══ MATERIAL FOR THE TASK
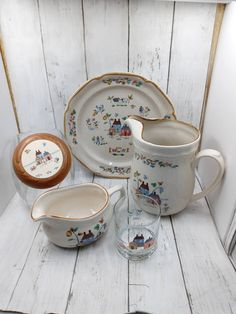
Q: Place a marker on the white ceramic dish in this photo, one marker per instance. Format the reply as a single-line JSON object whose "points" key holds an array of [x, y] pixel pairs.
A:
{"points": [[95, 120], [77, 215]]}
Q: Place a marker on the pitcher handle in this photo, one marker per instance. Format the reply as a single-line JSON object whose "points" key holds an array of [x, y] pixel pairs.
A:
{"points": [[214, 154], [117, 188]]}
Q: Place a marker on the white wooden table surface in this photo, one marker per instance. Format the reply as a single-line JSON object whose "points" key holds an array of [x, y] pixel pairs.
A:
{"points": [[189, 274]]}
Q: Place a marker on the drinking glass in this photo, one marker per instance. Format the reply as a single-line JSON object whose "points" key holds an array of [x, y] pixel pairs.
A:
{"points": [[137, 221]]}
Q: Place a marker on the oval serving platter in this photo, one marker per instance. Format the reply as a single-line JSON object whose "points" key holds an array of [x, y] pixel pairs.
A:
{"points": [[95, 120]]}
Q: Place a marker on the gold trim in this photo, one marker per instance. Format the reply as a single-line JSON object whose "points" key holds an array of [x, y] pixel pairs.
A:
{"points": [[3, 55], [215, 37], [73, 187], [97, 78], [138, 118]]}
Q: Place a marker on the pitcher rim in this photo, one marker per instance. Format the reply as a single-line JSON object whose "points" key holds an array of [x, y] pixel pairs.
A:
{"points": [[169, 147], [73, 219]]}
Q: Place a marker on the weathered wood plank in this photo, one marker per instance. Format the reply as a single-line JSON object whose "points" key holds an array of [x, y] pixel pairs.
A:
{"points": [[100, 284], [156, 285], [7, 137], [44, 283], [63, 43], [209, 276], [220, 124], [17, 235], [191, 43], [20, 31], [106, 36], [150, 38]]}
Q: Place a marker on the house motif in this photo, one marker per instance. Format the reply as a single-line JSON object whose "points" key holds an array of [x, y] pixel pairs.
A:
{"points": [[144, 188], [148, 243], [139, 240], [39, 157], [116, 125], [155, 197], [47, 156], [125, 130], [42, 157], [87, 237]]}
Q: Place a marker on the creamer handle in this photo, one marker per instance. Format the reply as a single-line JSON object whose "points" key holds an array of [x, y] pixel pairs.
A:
{"points": [[214, 154]]}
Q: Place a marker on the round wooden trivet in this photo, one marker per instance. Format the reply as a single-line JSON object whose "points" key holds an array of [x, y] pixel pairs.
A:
{"points": [[41, 160]]}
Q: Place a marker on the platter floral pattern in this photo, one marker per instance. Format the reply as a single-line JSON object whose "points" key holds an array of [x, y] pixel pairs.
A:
{"points": [[96, 120]]}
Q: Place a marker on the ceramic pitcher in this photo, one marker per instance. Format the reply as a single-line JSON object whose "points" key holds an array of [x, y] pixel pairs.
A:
{"points": [[164, 162]]}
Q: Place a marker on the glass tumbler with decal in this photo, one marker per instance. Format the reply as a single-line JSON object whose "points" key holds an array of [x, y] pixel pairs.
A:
{"points": [[137, 221]]}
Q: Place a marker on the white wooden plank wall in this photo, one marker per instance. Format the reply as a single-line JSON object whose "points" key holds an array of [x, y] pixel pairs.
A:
{"points": [[8, 129], [218, 132], [52, 47]]}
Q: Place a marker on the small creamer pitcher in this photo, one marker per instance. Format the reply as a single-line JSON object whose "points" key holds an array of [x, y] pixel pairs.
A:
{"points": [[164, 162]]}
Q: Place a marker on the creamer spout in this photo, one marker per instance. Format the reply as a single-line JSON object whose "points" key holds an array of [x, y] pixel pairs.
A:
{"points": [[136, 125]]}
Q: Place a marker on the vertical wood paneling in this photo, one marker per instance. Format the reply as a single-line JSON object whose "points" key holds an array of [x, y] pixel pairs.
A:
{"points": [[44, 283], [208, 273], [219, 127], [21, 36], [150, 36], [62, 32], [106, 36], [92, 291], [16, 242], [149, 286], [192, 33], [8, 131]]}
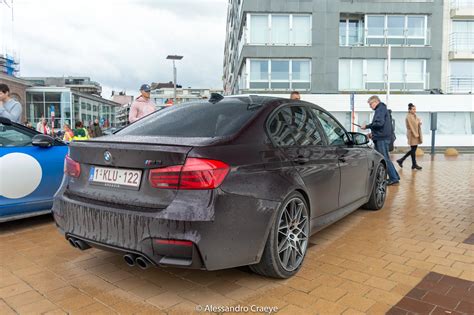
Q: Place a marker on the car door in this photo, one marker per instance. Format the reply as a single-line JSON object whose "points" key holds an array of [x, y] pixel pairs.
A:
{"points": [[295, 131], [353, 160], [29, 175]]}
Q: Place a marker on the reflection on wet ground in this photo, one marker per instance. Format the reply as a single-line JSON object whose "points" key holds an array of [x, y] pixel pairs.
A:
{"points": [[365, 263]]}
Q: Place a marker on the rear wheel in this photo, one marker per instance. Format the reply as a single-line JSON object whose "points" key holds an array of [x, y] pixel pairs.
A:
{"points": [[288, 240], [379, 190]]}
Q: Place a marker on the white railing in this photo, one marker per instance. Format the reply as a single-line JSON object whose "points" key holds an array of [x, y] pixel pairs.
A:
{"points": [[462, 4], [461, 84], [461, 41], [402, 40]]}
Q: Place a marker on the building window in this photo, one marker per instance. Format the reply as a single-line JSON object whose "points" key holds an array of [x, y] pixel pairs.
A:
{"points": [[397, 30], [278, 74], [461, 79], [462, 36], [259, 29], [279, 29], [350, 32], [259, 74], [350, 74], [371, 74]]}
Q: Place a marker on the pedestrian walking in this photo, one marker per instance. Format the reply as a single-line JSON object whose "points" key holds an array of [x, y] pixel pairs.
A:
{"points": [[9, 108], [80, 133], [381, 129], [42, 126], [295, 95], [414, 136], [68, 133], [142, 106], [96, 131]]}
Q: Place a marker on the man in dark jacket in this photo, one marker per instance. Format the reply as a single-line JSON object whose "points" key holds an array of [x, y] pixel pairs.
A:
{"points": [[381, 128]]}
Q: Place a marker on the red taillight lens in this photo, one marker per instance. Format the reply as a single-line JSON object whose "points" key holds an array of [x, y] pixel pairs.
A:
{"points": [[174, 242], [167, 177], [203, 174], [71, 167], [195, 174]]}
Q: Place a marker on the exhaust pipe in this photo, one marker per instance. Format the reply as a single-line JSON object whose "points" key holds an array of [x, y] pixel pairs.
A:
{"points": [[82, 245], [130, 259], [142, 262], [79, 244], [71, 241]]}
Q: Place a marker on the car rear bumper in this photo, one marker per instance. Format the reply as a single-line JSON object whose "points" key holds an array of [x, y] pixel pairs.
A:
{"points": [[234, 235]]}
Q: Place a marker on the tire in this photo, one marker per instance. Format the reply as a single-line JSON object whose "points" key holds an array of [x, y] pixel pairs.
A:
{"points": [[290, 230], [379, 190]]}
════
Could you write out the items again, starting with the line that contains "Q: Place a marker on the car rear" and going on through the end of the items, with the requests included and every coordinate in the answers scaled by 1.3 and rounded to the nearest whole number, halves rounding up? Leave the wording of the requests unchanged.

Q: Place a marker on the car rear bumper in this photo, one marker per instance. Format the reply as a single-line JSON object whose "points" key holds an array of [x, y] pixel pairs.
A:
{"points": [[304, 306]]}
Q: Place a marker on the tire in this photo, one marker per instance. Format the reply as a single-line JSON object whose "points" key holds an array of [x, y] pixel pairs.
A:
{"points": [[377, 299], [493, 247]]}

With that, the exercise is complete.